Forensic “Science”

Must reading for anyone interested in the criminal justice system (which should, of course, be everyone):the report on Forensic Science in Criminal Courts: Ensuring Scientific Validity of Feature-Comparison Methods from the President’s Council of Advisors on Science and Technology. The report looked at pattern matching forensic disciplines such as bite mark matching, shoe print matching, blood spatter analysis, fingerprint matching and hair fiber analysis. It also looked at DNA testing when investigators find biological material from multiple sources. With the exception of single-source DNA testing, the report found serious deficiencies in all areas of forensics it studied.

As the Washington Post points out in analyzing the report, it is DNA testing that has exposed these other flaws in forensic science, by proving innocence in cases where other forensic “sciences” had argued for guilt. But DNA testing isn’t a panacea; the percentage of all cases in which DNA testing can conclusively prove or disprove guilt is  10 percent at most. The flaws in the system that DNA exposed in those 10 percent of cases logically must persist throughout the system, and likely at about the same rates. If we don’t correct the problems with other forensic disciplines that DNA testing has exposed in those 10 percent of cases, and that the report explores in depth, those problems will continue in the remaining 90 percent of cases.

(Stored data entries)
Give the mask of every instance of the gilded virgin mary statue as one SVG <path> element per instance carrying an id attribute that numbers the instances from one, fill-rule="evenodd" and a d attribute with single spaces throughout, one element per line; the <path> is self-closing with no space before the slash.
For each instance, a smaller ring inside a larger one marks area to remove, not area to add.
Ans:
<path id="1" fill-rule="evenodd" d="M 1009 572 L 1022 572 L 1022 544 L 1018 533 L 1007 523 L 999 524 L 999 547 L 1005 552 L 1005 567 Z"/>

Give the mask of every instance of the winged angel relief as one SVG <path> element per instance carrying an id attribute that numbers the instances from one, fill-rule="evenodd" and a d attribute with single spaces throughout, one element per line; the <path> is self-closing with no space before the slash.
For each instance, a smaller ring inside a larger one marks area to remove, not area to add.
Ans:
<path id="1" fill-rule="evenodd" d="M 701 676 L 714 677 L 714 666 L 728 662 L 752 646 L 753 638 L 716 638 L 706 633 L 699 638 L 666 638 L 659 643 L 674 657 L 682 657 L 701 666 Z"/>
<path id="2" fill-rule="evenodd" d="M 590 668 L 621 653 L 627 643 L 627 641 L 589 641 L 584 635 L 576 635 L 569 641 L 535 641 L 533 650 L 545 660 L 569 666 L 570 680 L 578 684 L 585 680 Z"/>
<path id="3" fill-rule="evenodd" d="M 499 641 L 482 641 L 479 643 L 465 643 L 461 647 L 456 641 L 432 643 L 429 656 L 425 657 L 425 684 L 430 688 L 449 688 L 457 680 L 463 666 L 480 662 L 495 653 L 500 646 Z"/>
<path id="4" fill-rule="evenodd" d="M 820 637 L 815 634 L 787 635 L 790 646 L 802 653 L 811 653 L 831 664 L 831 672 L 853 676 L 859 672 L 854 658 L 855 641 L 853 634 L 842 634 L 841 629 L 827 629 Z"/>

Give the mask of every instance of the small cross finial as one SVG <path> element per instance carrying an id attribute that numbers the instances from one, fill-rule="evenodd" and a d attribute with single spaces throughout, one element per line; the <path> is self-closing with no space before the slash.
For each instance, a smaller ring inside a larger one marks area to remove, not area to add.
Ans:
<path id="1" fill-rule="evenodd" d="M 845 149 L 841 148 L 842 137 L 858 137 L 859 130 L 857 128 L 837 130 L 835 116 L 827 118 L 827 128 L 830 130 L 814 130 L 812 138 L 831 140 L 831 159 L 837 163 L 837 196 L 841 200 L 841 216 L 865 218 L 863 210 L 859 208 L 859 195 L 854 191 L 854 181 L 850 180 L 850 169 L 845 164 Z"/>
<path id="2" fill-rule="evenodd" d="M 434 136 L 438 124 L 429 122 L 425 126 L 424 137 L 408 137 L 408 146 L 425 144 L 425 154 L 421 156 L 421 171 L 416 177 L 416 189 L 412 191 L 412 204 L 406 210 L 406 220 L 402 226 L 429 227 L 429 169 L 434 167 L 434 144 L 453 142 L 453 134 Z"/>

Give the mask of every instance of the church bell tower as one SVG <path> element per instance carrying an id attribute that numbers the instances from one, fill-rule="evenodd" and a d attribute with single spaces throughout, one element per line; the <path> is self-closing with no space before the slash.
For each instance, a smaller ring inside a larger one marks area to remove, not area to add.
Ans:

■ **STUDY QUESTIONS**:
a) Determine whether each of the following statements agrees with the forensic science article, answering yes or no and quoting the deciding words of that article: (i) The report found serious deficiencies in single-source DNA testing. (ii) DNA testing can conclusively prove or disprove guilt in no more than 10 percent of all cases. (iii) Bite mark matching was among the disciplines the report examined.
b) Rewrite the portion of the forensic science article between "As the Washington" and "percent of cases.", inclusive, changing "panacea" to "cure-all".
c) Answer these questions using the forensic science article:
(i) Which body produced the report on feature-comparison methods?
(ii) What has exposed the flaws in the other forensic disciplines, according to the Washington Post's analysis?
(iii) In what share of cases will the problems continue if they are not corrected?

■ **RESULTS BY TASK**:
a)
(i) No: "With the exception of single-source DNA testing, the report found serious deficiencies in all areas of forensics it studied."
(ii) Yes: "10 percent at most"
(iii) Yes: "pattern matching forensic disciplines such as bite mark matching"

b)
As the Washington Post points out in analyzing the report, it is DNA testing that has exposed these other flaws in forensic science, by proving innocence in cases where other forensic “sciences” had argued for guilt. But DNA testing isn’t a cure-all; the percentage of all cases in which DNA testing can conclusively prove or disprove guilt is  10 percent at most. The flaws in the system that DNA exposed in those 10 percent of cases logically must persist throughout the system, and likely at about the same rates. If we don’t correct the problems with other forensic disciplines that DNA testing has exposed in those 10 percent of cases, and that the report explores in depth, those problems will continue in the remaining 90 percent of cases.

c)
(i) The President's Council of Advisors on Science and Technology.
(ii) DNA testing.
(iii) The remaining 90 percent of cases.